■ EXERCISE INSTRUCTIONS: Look through the entries below for the line that contains "task = tag the", then set down that line and each one after it exactly, through the last.

RECORDS SHOWN Start Marker

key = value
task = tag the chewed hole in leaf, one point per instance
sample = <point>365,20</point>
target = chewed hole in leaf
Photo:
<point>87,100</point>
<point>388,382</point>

RECORDS SHOWN End Marker

■ RESULT FOR THIS EXERCISE:
task = tag the chewed hole in leaf, one point per instance
sample = <point>365,20</point>
target = chewed hole in leaf
Photo:
<point>87,100</point>
<point>388,382</point>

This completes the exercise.